▶ MATERIAL FOR THE TASK
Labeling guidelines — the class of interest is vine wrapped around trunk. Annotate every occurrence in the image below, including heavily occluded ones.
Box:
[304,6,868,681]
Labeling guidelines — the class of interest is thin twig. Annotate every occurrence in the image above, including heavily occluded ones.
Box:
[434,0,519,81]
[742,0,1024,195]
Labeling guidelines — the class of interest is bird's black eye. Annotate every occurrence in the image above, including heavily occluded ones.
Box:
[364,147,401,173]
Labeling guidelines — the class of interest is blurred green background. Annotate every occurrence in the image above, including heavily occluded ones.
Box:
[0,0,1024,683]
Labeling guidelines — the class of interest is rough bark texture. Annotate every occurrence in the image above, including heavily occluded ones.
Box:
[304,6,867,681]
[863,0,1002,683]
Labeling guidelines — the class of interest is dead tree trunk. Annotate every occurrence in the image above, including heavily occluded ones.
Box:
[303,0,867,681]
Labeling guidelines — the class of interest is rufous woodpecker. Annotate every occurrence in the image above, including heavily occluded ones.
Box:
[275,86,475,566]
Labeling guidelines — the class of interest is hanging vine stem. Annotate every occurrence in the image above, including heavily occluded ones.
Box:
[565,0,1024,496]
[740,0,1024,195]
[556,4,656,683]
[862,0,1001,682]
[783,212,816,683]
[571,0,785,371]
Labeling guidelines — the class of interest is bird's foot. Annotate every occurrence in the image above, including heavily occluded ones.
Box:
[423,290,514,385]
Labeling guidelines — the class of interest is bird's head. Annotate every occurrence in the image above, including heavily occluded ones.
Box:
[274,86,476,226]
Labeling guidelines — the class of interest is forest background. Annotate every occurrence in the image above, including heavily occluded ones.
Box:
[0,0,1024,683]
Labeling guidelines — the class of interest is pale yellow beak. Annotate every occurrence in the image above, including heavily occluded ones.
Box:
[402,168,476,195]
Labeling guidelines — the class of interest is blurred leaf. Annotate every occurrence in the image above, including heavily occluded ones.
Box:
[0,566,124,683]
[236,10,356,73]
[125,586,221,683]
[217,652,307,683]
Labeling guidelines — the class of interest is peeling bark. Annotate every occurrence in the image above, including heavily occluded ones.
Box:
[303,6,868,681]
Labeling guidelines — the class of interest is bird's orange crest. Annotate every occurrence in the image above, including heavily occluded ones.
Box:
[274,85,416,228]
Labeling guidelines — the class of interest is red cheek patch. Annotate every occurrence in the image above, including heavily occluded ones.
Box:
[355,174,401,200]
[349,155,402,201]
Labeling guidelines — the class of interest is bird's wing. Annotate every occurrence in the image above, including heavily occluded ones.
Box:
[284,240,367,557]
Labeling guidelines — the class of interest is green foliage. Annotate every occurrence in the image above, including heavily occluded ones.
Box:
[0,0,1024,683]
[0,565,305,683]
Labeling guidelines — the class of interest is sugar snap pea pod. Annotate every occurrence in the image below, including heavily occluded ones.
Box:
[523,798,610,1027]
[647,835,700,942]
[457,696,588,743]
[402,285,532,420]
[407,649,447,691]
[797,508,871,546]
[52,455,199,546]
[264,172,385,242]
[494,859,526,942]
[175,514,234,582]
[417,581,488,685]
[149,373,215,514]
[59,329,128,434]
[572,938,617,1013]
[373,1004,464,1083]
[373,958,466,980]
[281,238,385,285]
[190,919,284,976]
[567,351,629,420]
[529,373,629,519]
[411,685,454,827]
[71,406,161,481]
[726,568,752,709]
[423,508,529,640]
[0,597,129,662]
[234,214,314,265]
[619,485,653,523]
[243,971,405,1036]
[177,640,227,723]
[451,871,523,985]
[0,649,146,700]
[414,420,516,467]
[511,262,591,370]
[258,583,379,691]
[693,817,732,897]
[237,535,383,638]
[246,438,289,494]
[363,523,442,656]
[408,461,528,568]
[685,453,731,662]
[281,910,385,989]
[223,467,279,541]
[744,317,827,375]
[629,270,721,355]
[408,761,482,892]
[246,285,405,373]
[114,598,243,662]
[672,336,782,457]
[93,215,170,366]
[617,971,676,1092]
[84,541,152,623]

▶ WHAT IS BEING ASKED
Copy out every one of the rows above word for word, changing nothing.

▶ THE ANSWER
Labeling guidelines — the class of interest is vine wrapped around trunk. Annotate every occurrence in the image below, including heavily occluded ones.
Box:
[304,6,868,681]
Labeling guidelines — the class of interest is thin twig. Annotate every occurrence in the image above, including heavily occluded ones.
Box:
[434,0,519,81]
[742,0,1024,195]
Labeling guidelines — the class of interest is bird's black eye. Annotate every occurrence in the image above, including heavily occluded ones.
Box:
[364,147,401,173]
Labeling guidelines — the class of interest is blurred green background. Annotate every occurrence in the image above, including heavily occluded ones.
Box:
[0,0,1024,683]
Labeling guidelines — the class of interest is rough bark texture. Annotate every occurrence in the image above, including heavily occluded ones.
Box:
[304,6,867,681]
[863,0,1002,683]
Labeling guidelines — the class of interest is dead tree trunk. Annotate every occurrence in the image above, including heavily occluded ones.
Box:
[303,0,867,681]
Labeling guidelines — the class of interest is rufous woodpecker. Annotate every occurrence in the image above, including heavily occluded ones.
Box:
[275,86,475,566]
Labeling guidelines — the class of interest is hanging vine stem. Annotate every occurrence in the image above, including heavily occluded ones.
Box:
[565,0,1024,496]
[740,0,1024,195]
[556,4,656,683]
[862,0,1001,682]
[783,212,816,683]
[571,0,785,371]
Labeling guidelines — the class of interest is bird's foot. Annotate every occurrence in the image above, including heavily occluded ones.
Box:
[423,290,514,385]
Labeling guidelines — the class of interest is bird's head. Annotate every occurrence in the image above, including heavily occluded ones.
Box:
[274,86,476,226]
Labeling guidelines — the class of interest is forest background. Annotate every occurrence in the image above, including heavily occluded ones.
Box:
[0,0,1024,683]
Labeling guidelines — the class of interest is pale yellow beak. Annotate every occurrence in the image above, including heavily occluded ones.
Box:
[402,168,476,195]
Labeling guidelines — the class of interest is blurred leaf. Annotate every occurrence in the image above, including heavily occluded ones.
Box:
[0,566,124,683]
[236,10,356,73]
[125,586,221,683]
[217,652,307,683]
Labeling guidelines — the class of interest is peeling bark. Annotate every occurrence in the image above, including heavily occluded ones.
Box:
[303,6,868,681]
Labeling guidelines — the class of interest is bird's orange crest. Annotate every occurrence in the image above, including heavily occluded ones.
Box:
[274,85,416,228]
Labeling guidelines — the class of interest is red cheek patch. Annotate every occurrence in the image above, including heavily occluded ones.
Box:
[355,174,401,200]
[349,155,402,201]
Labeling guidelines — the class of interest is bird's wing. Annotate every occurrence in the image above, including heavily occluded ones.
Box:
[284,240,367,557]
Labeling guidelines — the class of interest is green foliage. Annotate every occurrence in the image above, including heavily occluded ones.
Box:
[0,0,1024,683]
[0,565,305,683]
Labeling guidelines — the class of interest is sugar snap pea pod. Annotate every occurrence in the image below, including heavily occluded ones.
Box:
[523,798,610,1027]
[647,835,700,942]
[457,696,588,743]
[402,285,532,420]
[407,649,447,691]
[797,508,871,546]
[52,455,199,546]
[264,172,385,242]
[494,859,526,942]
[175,514,234,582]
[417,581,488,685]
[149,373,215,514]
[59,329,128,434]
[572,938,617,1013]
[373,1004,464,1083]
[373,958,466,980]
[281,238,385,285]
[190,919,284,976]
[567,351,629,420]
[529,373,629,519]
[411,685,454,827]
[71,406,161,481]
[726,568,752,709]
[423,508,529,640]
[0,597,129,662]
[234,214,314,265]
[619,485,653,523]
[243,971,405,1036]
[177,640,227,723]
[451,871,523,985]
[0,649,146,700]
[414,420,516,467]
[511,262,591,370]
[258,583,379,691]
[693,817,732,897]
[237,535,383,638]
[246,438,289,494]
[363,523,442,656]
[408,461,528,568]
[685,453,731,662]
[281,910,385,989]
[223,467,279,541]
[744,317,827,375]
[629,270,721,355]
[408,761,482,892]
[246,285,405,373]
[114,598,243,662]
[672,336,782,457]
[93,215,170,366]
[617,971,676,1092]
[84,541,152,623]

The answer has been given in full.